### Task goal
Copy out the entire listing precisely.

**********

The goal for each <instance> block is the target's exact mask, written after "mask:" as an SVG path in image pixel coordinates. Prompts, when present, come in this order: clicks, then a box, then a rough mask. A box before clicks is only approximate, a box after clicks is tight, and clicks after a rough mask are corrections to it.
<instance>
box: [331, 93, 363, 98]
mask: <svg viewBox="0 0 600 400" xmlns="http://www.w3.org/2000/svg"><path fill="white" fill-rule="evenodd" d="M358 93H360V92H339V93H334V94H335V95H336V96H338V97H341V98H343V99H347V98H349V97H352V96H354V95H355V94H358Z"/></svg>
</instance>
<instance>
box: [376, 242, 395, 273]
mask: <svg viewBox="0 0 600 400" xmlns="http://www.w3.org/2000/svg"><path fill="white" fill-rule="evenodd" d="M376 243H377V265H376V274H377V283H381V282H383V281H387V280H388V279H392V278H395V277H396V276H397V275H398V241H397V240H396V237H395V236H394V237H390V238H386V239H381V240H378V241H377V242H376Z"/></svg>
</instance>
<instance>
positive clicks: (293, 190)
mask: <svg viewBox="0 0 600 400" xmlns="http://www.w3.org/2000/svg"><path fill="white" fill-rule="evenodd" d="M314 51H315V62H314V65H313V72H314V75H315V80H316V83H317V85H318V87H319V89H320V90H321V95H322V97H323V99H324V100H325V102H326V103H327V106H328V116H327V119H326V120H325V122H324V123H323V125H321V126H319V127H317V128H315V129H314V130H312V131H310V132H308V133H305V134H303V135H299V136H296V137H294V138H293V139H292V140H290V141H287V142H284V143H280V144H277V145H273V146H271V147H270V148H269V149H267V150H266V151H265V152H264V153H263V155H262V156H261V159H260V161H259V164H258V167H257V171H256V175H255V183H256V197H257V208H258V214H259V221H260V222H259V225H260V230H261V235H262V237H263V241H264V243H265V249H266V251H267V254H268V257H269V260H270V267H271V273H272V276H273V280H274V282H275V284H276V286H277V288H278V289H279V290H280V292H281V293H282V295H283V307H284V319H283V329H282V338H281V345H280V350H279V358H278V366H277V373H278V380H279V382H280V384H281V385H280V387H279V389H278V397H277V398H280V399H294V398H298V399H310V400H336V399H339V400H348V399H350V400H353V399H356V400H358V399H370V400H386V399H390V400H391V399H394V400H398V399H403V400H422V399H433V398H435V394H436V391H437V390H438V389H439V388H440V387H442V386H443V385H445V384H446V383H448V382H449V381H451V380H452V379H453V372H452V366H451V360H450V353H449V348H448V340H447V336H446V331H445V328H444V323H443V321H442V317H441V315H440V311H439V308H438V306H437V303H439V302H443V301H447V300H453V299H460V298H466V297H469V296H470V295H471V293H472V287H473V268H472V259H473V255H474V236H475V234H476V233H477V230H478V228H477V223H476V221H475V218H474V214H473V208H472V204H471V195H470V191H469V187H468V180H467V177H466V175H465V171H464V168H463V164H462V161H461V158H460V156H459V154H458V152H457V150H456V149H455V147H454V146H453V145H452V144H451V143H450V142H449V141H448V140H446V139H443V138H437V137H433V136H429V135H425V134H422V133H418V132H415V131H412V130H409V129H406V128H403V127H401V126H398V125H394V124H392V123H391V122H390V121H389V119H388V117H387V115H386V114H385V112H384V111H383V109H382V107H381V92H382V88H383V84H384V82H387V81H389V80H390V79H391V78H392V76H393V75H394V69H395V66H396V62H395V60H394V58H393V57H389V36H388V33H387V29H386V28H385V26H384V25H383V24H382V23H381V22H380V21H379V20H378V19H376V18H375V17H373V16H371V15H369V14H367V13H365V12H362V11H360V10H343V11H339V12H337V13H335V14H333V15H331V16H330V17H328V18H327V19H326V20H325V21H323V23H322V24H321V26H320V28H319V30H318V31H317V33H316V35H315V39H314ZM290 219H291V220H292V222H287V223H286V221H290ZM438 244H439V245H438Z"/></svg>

**********

### Result of the exercise
The goal for each <instance> block is the target's exact mask, written after "mask:" as an SVG path in image pixel coordinates. Prompts, when present, come in this order: clicks, then a box, then a rough mask. A box before clicks is only approximate, a box after clicks is tight, and clicks after a rough mask are corrections to it.
<instance>
box: [331, 93, 363, 98]
mask: <svg viewBox="0 0 600 400" xmlns="http://www.w3.org/2000/svg"><path fill="white" fill-rule="evenodd" d="M358 93H360V92H339V93H334V94H335V95H336V96H338V97H341V98H343V99H347V98H349V97H352V96H354V95H355V94H358Z"/></svg>
</instance>
<instance>
box: [376, 242, 395, 273]
mask: <svg viewBox="0 0 600 400" xmlns="http://www.w3.org/2000/svg"><path fill="white" fill-rule="evenodd" d="M376 243H377V265H376V274H377V283H381V282H383V281H387V280H388V279H392V278H395V277H396V276H397V275H398V241H397V240H396V237H395V236H394V237H390V238H386V239H381V240H378V241H377V242H376Z"/></svg>
</instance>
<instance>
positive clicks: (293, 190)
mask: <svg viewBox="0 0 600 400" xmlns="http://www.w3.org/2000/svg"><path fill="white" fill-rule="evenodd" d="M314 51H315V62H314V65H313V72H314V75H315V80H316V83H317V85H318V87H319V89H320V90H321V95H322V97H323V99H324V100H325V102H326V103H327V106H328V116H327V119H326V120H325V122H324V123H323V125H321V126H319V127H317V128H315V129H314V130H312V131H310V132H308V133H305V134H303V135H299V136H296V137H294V138H293V139H292V140H290V141H287V142H284V143H280V144H277V145H273V146H271V147H270V148H269V149H267V150H266V151H265V152H264V153H263V155H262V156H261V159H260V161H259V164H258V167H257V171H256V175H255V183H256V197H257V208H258V214H259V221H260V222H259V225H260V230H261V235H262V237H263V241H264V243H265V249H266V251H267V254H268V257H269V260H270V267H271V273H272V276H273V280H274V282H275V284H276V286H277V288H278V289H279V290H280V292H281V293H282V295H283V307H284V319H283V329H282V338H281V345H280V350H279V358H278V366H277V373H278V380H279V382H280V384H281V385H280V387H279V389H278V397H277V398H280V399H294V398H298V399H310V400H336V399H339V400H348V399H350V400H353V399H356V400H358V399H370V400H386V399H390V400H391V399H394V400H398V399H403V400H422V399H433V398H435V394H436V391H437V390H438V389H439V388H440V387H442V386H443V385H445V384H446V383H448V382H449V381H451V380H452V379H453V372H452V366H451V360H450V353H449V348H448V340H447V336H446V331H445V328H444V323H443V321H442V317H441V315H440V311H439V308H438V306H437V303H439V302H443V301H447V300H453V299H460V298H466V297H469V296H470V295H471V293H472V287H473V268H472V259H473V255H474V236H475V234H476V233H477V230H478V228H477V223H476V221H475V218H474V214H473V208H472V204H471V195H470V191H469V187H468V180H467V177H466V175H465V171H464V168H463V164H462V161H461V158H460V156H459V154H458V152H457V150H456V149H455V147H454V146H453V145H452V144H451V143H450V142H449V141H448V140H446V139H443V138H437V137H433V136H429V135H425V134H422V133H418V132H415V131H412V130H409V129H406V128H403V127H401V126H398V125H394V124H392V123H391V122H390V121H389V119H388V117H387V115H386V114H385V112H384V111H383V109H382V107H381V92H382V88H383V84H384V82H387V81H389V80H390V79H391V78H392V76H393V75H394V69H395V66H396V62H395V60H394V58H393V57H389V36H388V33H387V29H386V28H385V26H384V25H383V24H382V23H381V22H380V21H379V20H378V19H376V18H375V17H373V16H371V15H369V14H367V13H365V12H362V11H360V10H343V11H339V12H337V13H335V14H333V15H331V16H330V17H328V18H327V19H326V20H325V21H323V23H322V24H321V26H320V28H319V30H318V31H317V33H316V35H315V39H314ZM290 219H291V220H292V222H287V223H286V221H290ZM438 244H439V245H438Z"/></svg>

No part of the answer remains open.